Take down each entry exactly as written.

:::

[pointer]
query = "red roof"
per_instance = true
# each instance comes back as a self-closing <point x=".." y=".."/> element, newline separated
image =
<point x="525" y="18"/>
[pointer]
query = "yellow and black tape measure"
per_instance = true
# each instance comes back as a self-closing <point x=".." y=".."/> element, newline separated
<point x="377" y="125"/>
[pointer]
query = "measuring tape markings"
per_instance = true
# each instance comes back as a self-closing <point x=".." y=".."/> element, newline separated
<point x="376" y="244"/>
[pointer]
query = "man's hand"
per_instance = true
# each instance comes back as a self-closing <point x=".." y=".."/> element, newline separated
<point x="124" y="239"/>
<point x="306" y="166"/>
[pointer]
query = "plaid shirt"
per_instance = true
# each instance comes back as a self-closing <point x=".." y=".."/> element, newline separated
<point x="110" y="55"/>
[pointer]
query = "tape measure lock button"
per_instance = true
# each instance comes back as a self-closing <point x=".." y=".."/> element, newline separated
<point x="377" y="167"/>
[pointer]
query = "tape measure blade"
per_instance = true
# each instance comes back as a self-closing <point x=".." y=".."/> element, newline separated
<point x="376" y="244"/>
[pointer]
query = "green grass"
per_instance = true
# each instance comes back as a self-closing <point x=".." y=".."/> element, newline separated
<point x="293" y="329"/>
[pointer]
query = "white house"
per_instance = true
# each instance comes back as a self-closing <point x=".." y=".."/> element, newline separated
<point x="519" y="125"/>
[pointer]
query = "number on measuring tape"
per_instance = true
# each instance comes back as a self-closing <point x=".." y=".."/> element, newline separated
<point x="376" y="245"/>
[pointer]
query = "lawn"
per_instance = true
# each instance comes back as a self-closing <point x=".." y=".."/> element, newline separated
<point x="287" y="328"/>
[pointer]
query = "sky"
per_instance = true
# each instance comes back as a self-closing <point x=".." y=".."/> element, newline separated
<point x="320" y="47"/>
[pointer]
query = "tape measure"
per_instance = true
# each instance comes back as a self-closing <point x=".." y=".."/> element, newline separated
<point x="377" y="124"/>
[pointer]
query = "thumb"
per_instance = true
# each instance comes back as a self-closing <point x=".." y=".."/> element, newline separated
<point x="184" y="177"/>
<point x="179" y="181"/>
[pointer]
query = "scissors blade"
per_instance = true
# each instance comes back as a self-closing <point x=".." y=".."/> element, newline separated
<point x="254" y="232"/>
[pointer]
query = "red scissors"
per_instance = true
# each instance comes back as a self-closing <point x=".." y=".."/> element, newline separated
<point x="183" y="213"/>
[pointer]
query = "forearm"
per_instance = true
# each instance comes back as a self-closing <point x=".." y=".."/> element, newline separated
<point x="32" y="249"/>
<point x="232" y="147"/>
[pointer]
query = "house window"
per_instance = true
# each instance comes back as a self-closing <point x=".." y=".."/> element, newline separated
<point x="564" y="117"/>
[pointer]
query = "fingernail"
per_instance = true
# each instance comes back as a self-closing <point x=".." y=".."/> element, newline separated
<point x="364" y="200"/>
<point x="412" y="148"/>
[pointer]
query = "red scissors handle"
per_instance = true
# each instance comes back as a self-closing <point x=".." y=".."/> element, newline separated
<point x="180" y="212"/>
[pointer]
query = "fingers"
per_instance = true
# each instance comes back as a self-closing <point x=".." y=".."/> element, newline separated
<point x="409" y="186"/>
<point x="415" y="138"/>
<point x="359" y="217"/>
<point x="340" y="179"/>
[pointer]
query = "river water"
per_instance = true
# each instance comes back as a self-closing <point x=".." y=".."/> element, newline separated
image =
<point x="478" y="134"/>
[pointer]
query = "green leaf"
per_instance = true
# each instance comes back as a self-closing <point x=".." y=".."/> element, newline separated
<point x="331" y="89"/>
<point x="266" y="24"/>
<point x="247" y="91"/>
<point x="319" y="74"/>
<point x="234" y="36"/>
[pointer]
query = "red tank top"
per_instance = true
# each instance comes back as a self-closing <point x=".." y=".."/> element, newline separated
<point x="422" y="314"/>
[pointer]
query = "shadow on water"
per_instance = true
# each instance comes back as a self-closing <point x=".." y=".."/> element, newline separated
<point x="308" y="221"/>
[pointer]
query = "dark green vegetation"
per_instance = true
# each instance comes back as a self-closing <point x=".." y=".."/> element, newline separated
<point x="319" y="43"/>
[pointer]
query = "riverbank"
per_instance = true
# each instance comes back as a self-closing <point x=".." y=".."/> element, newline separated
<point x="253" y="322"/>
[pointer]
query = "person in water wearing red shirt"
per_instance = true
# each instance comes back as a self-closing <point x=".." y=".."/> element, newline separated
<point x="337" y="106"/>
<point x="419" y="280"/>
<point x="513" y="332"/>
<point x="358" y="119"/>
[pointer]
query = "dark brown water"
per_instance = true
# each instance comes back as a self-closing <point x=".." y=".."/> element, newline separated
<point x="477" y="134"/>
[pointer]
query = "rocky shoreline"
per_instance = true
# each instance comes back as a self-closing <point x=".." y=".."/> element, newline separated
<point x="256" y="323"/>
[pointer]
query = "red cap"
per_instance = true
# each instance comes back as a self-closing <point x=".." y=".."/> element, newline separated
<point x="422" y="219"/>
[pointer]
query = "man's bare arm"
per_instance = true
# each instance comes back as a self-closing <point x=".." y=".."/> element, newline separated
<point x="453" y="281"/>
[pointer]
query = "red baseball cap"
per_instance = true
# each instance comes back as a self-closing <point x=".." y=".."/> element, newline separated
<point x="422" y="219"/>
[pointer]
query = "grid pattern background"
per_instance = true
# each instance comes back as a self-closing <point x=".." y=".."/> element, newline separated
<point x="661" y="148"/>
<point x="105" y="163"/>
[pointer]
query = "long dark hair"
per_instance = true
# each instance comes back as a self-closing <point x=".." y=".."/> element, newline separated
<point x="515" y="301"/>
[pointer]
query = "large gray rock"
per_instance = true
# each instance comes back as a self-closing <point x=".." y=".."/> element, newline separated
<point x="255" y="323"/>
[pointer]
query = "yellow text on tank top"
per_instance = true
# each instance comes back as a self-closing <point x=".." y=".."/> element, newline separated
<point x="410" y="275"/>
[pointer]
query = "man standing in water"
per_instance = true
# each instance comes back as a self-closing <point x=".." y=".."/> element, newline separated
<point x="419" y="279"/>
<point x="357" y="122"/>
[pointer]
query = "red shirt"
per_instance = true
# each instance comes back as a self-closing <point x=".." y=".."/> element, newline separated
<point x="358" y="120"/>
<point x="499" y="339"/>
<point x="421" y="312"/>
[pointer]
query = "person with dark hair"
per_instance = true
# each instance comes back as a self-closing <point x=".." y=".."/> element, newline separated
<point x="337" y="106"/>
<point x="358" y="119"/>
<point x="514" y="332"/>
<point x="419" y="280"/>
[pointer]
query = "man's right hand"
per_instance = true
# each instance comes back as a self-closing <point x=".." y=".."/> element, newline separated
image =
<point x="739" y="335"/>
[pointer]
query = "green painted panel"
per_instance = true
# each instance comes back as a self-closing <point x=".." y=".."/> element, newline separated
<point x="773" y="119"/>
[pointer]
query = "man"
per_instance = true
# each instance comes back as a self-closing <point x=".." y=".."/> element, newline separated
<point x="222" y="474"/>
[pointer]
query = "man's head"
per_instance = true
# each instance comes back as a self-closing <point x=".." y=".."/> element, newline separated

:::

**Finished exercise**
[pointer]
query = "red roof"
per_instance = true
# each instance comes back as a self-closing <point x=".." y=".."/> element, newline separated
image =
<point x="525" y="18"/>
[pointer]
query = "yellow and black tape measure"
per_instance = true
# each instance comes back as a self-closing <point x=".." y=".."/> element, newline separated
<point x="377" y="125"/>
[pointer]
query = "measuring tape markings"
per_instance = true
# each instance comes back as a self-closing <point x=".." y=".."/> element, newline separated
<point x="376" y="244"/>
[pointer]
query = "man's hand"
per_instance = true
# each instance comes back as a self-closing <point x=".." y=".."/> element, newline separated
<point x="124" y="239"/>
<point x="306" y="166"/>
[pointer]
query = "plaid shirt"
per_instance = true
# each instance comes back as a self-closing <point x=".." y=".."/> element, newline separated
<point x="110" y="55"/>
[pointer]
query = "tape measure lock button"
per_instance = true
# each instance comes back as a self-closing <point x=".." y=".."/> element, newline separated
<point x="377" y="167"/>
[pointer]
query = "tape measure blade"
per_instance = true
# each instance comes back as a self-closing <point x=".." y=".."/> element, newline separated
<point x="376" y="244"/>
[pointer]
query = "green grass"
per_instance = true
# each instance comes back as a self-closing <point x=".." y=".."/> element, newline separated
<point x="293" y="329"/>
[pointer]
query = "white house"
per_instance = true
# each instance comes back as a self-closing <point x=".." y=".."/> element, newline separated
<point x="519" y="125"/>
[pointer]
query = "number on measuring tape"
per_instance = true
# each instance comes back as a self-closing <point x=".." y=".."/> element, newline separated
<point x="376" y="245"/>
[pointer]
query = "lawn"
per_instance = true
# each instance comes back as a self-closing <point x=".." y=".."/> element, newline separated
<point x="287" y="328"/>
[pointer]
query = "sky"
per_instance = true
# each instance comes back as a self-closing <point x=".." y=".."/> element, newline separated
<point x="320" y="47"/>
[pointer]
query = "tape measure"
per_instance = true
# each instance comes back as a self-closing <point x=".." y=".."/> element, newline separated
<point x="377" y="124"/>
[pointer]
query = "thumb"
per_instance = true
# each instance comes back as a self-closing <point x=".." y=".."/> element, newline separated
<point x="184" y="177"/>
<point x="179" y="181"/>
[pointer]
query = "scissors blade"
per_instance = true
# each instance comes back as a self-closing <point x=".." y=".."/> element, newline separated
<point x="254" y="232"/>
[pointer]
query = "red scissors"
per_instance = true
# each instance comes back as a self-closing <point x=".." y=".."/> element, newline separated
<point x="183" y="213"/>
[pointer]
query = "forearm"
per_instance = true
# each instance comes back as a self-closing <point x=".." y=".."/> element, newline separated
<point x="32" y="249"/>
<point x="232" y="147"/>
[pointer]
query = "house window"
per_instance = true
# each instance comes back as a self-closing <point x=".." y=".."/> element, newline separated
<point x="564" y="117"/>
[pointer]
query = "fingernail"
per_instance = true
# each instance comes back as a self-closing <point x=".." y=".."/> element, newline separated
<point x="364" y="200"/>
<point x="412" y="148"/>
[pointer]
query = "red scissors handle"
per_instance = true
# each instance comes back as a self-closing <point x=".." y=".."/> element, newline separated
<point x="180" y="212"/>
[pointer]
query = "fingers"
per_instance = true
# each instance comes back as a self-closing <point x=".." y=".."/> element, newline separated
<point x="409" y="186"/>
<point x="415" y="138"/>
<point x="359" y="217"/>
<point x="340" y="179"/>
[pointer]
query = "river water"
per_instance = true
# each instance comes back as a self-closing <point x=".." y=".."/> element, newline separated
image =
<point x="478" y="134"/>
[pointer]
query = "green leaf"
per_instance = true
# each instance comes back as a self-closing <point x=".." y=".."/> element, newline separated
<point x="331" y="89"/>
<point x="266" y="24"/>
<point x="247" y="91"/>
<point x="319" y="74"/>
<point x="234" y="36"/>
[pointer]
query = "red tank top"
per_instance = true
# each instance comes back as a self-closing <point x=".." y=".."/> element, newline separated
<point x="422" y="314"/>
[pointer]
query = "shadow on water"
per_instance = true
# each instance comes back as a self-closing <point x=".." y=".."/> element, newline separated
<point x="308" y="221"/>
[pointer]
query = "dark green vegetation"
per_instance = true
# each instance comes back as a self-closing <point x=".." y=".."/> element, newline separated
<point x="319" y="43"/>
[pointer]
query = "riverbank"
per_instance = true
# each instance comes back as a self-closing <point x=".." y=".."/> element, newline separated
<point x="253" y="322"/>
[pointer]
query = "person in water wearing red shirt"
per_instance = true
# each instance comes back as a self-closing <point x=".." y=".."/> element, newline separated
<point x="337" y="106"/>
<point x="419" y="280"/>
<point x="513" y="332"/>
<point x="358" y="119"/>
[pointer]
query = "dark brown water"
per_instance = true
# each instance comes back as a self-closing <point x=".." y=".."/> element, newline separated
<point x="477" y="134"/>
[pointer]
query = "rocky shoreline"
per_instance = true
# each instance comes back as a self-closing <point x=".." y=".."/> element, newline separated
<point x="256" y="323"/>
[pointer]
query = "red cap"
per_instance = true
# each instance comes back as a self-closing <point x=".." y=".."/> element, newline separated
<point x="422" y="219"/>
[pointer]
query = "man's bare arm"
per_instance = true
# each instance comes back as a self-closing <point x=".." y=".."/> element, newline separated
<point x="453" y="281"/>
[pointer]
query = "red baseball cap"
per_instance = true
# each instance comes back as a self-closing <point x=".." y=".."/> element, newline separated
<point x="422" y="219"/>
[pointer]
query = "grid pattern background"
per_instance = true
# each instance comes back as a self-closing <point x=".." y=".."/> element, newline separated
<point x="661" y="148"/>
<point x="105" y="163"/>
[pointer]
query = "long dark hair"
per_instance = true
# each instance comes back as a self-closing <point x=".." y=".."/> element, newline separated
<point x="515" y="301"/>
[pointer]
query = "large gray rock"
per_instance = true
# each instance comes back as a self-closing <point x=".." y=".."/> element, newline separated
<point x="255" y="323"/>
[pointer]
query = "yellow text on tank top"
per_instance = true
# each instance comes back as a self-closing <point x=".." y=".."/> element, newline separated
<point x="410" y="275"/>
[pointer]
query = "man standing in water"
per_instance = true
# each instance comes back as a self-closing <point x=".." y=".."/> element, newline separated
<point x="419" y="279"/>
<point x="357" y="122"/>
[pointer]
query = "red shirt"
per_instance = true
# each instance comes back as a self-closing <point x=".." y=".."/> element, newline separated
<point x="358" y="120"/>
<point x="499" y="339"/>
<point x="421" y="312"/>
[pointer]
query = "person with dark hair"
per_instance = true
# each instance comes back as a self-closing <point x=".." y=".."/> element, newline separated
<point x="337" y="106"/>
<point x="358" y="119"/>
<point x="514" y="332"/>
<point x="419" y="280"/>
[pointer]
query = "man's right hand"
per_instance = true
# each instance comes back as a self-closing <point x=".." y=".."/> element, newline separated
image =
<point x="739" y="335"/>
[pointer]
query = "green painted panel"
per_instance = true
# each instance comes back as a self-closing <point x=".." y=".."/> element, newline separated
<point x="773" y="119"/>
[pointer]
query = "man"
per_instance = true
# each instance comes back as a self-closing <point x=".." y=".."/> element, newline separated
<point x="222" y="474"/>
[pointer]
query = "man's head"
per_instance = true
# each instance comes back as a self-closing <point x=".." y=".."/> element, newline separated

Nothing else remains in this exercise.